Text section:
- - - - -

Adrian Kingsley-Hughes

Cheap GPUs are rendering strong passwords useless

By | June 1, 2011, 4:35am PDT

Think that your eight-character password consisting of lowercase characters, uppercase characters and a sprinkling of numbers is strong enough to protect you from a brute force attack?

Think again!

Jon Honeyball writing for PC Pro has a sobering piece on how the modern GPU can be leveraged as a powerful tool against passwords once considered safe from bruteforce attack.

Take a cheap GPU (like the Radeon HD 5770) and the free GPU-powered password busting tool called ’ighashgpu‘ and you have yourself a lean, mean password busting machine. How lean and mean? Very:

The results are startling. Working against NTLM login passwords, a password of “fjR8n” can be broken on the CPU in 24 seconds, at a rate of 9.8 million password guesses per second. On the GPU, it takes less than a second at a rate of 3.3 billion passwords per second.

- - - - -

Collected data:

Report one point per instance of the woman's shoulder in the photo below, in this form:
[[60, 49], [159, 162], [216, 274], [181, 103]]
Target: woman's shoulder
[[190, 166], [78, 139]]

- - - - -

Challenge: In the article on cheap GPUs and passwords, list every measured figure given for breaking the password "fjR8n", including times and guessing rates.

The answer:
- 24 seconds (on the CPU)
- 9.8 million password guesses per second (on the CPU)
- less than a second (on the GPU)
- 3.3 billion passwords per second (on the GPU)